▶ **Required work**
Rewrite all of the data below as a numbered list with one line per entry, leaving out any blank lines.

════

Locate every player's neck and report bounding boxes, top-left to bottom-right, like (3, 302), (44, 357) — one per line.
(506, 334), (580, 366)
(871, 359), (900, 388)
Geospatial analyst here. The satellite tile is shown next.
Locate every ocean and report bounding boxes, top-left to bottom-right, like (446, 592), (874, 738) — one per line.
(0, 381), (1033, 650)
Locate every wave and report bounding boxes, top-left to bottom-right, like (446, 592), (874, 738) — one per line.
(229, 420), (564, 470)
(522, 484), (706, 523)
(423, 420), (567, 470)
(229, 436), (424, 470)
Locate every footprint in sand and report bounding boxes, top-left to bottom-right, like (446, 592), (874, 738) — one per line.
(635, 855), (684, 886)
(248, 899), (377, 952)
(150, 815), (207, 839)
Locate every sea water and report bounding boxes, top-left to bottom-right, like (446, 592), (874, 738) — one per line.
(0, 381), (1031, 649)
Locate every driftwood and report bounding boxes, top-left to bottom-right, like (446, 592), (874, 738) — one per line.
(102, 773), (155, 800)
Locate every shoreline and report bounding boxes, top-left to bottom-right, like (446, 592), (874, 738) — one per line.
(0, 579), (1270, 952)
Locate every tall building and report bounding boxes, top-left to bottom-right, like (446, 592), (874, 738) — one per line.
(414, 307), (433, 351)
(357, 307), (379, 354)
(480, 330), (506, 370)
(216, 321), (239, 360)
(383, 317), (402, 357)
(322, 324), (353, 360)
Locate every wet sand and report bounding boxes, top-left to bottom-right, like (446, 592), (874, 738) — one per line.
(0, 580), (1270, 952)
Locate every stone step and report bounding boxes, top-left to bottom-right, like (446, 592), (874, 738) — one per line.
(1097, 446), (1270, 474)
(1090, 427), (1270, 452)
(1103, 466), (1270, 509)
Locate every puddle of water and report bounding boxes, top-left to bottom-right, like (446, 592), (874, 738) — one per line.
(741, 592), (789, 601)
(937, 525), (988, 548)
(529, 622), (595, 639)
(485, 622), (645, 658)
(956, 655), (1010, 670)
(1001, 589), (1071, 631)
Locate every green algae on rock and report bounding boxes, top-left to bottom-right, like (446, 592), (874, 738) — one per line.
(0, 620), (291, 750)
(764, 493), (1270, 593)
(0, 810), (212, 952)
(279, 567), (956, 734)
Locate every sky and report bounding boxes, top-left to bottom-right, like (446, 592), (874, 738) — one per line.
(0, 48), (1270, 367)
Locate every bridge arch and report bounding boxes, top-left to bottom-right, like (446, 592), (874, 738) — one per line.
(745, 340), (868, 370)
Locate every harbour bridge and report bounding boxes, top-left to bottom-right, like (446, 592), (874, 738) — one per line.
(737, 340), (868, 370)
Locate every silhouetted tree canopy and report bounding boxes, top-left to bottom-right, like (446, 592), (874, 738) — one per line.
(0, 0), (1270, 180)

════

▶ **The result**
1. Locate every player's neck and report bounding boxes, top-left to bottom-right, like (3, 302), (44, 357) — one per line.
2. (506, 334), (580, 366)
3. (871, 359), (900, 388)
4. Geospatial analyst here. The satellite tile is shown next.
5. Locate every ocean and report bounding boxes, top-left to bottom-right, like (446, 592), (874, 738) — one per line.
6. (0, 381), (1033, 650)
7. Locate every wave and report bounding boxes, top-left to bottom-right, like (446, 592), (874, 738) — one per line.
8. (229, 420), (564, 470)
9. (522, 484), (706, 523)
10. (423, 420), (567, 470)
11. (229, 436), (424, 470)
12. Locate every footprint in sand and report bounding boxes, top-left to bottom-right, like (446, 592), (874, 738) — one per line.
13. (635, 855), (684, 886)
14. (248, 899), (377, 952)
15. (150, 815), (207, 839)
16. Locate every sea water and report bounding boxes, top-left to bottom-right, like (446, 592), (874, 738) — one per line.
17. (0, 381), (1031, 649)
18. Locate every driftwood and report bounding boxes, top-left to bottom-right, like (446, 592), (874, 738) — one per line.
19. (102, 773), (155, 800)
20. Locate every shoreline and report bounding boxes, top-left to bottom-right, like (446, 592), (874, 738) — one per line.
21. (0, 579), (1270, 952)
22. Locate every tall building and report bounding boxes, top-left to bottom-right, like (446, 592), (874, 738) — one per line.
23. (414, 307), (433, 351)
24. (357, 307), (379, 354)
25. (480, 330), (506, 370)
26. (216, 321), (239, 360)
27. (383, 317), (402, 357)
28. (322, 324), (353, 360)
29. Locate every wet sand and report bounding boxes, top-left to bottom-right, like (446, 592), (874, 738) — one per line.
30. (0, 580), (1270, 952)
31. Locate every stone step and report bounding boxes, top-left to bottom-right, like (446, 592), (874, 738) — one per line.
32. (1097, 446), (1270, 474)
33. (1090, 427), (1270, 452)
34. (1103, 466), (1270, 509)
35. Locate every puddle of water and report bounding boxes, top-left to bottom-right, like (446, 592), (874, 738) — one per line.
36. (741, 592), (789, 601)
37. (937, 525), (988, 548)
38. (529, 622), (595, 639)
39. (485, 622), (645, 658)
40. (956, 655), (1010, 670)
41. (1001, 589), (1071, 631)
42. Locate every green algae on rock and report bounding boxes, top-left to bottom-right, like (446, 592), (874, 738) — one per line.
43. (0, 620), (291, 750)
44. (764, 493), (1270, 593)
45. (0, 810), (212, 952)
46. (279, 567), (956, 734)
47. Locate every sky and report bounding boxes, top-left to bottom-right, like (446, 592), (874, 738) — one per line.
48. (0, 48), (1270, 367)
49. Locate every bridge arch and report bounding boxes, top-left to bottom-right, like (446, 592), (874, 738) — one per line.
50. (745, 340), (868, 370)
51. Locate every harbour bridge and report bounding boxes, top-left to bottom-right, like (446, 592), (874, 738) — one per line.
52. (737, 340), (868, 370)
53. Locate every silhouetted tree canopy and report bounding boxes, top-left to bottom-right, like (446, 592), (874, 738) — one per line.
54. (0, 0), (1270, 180)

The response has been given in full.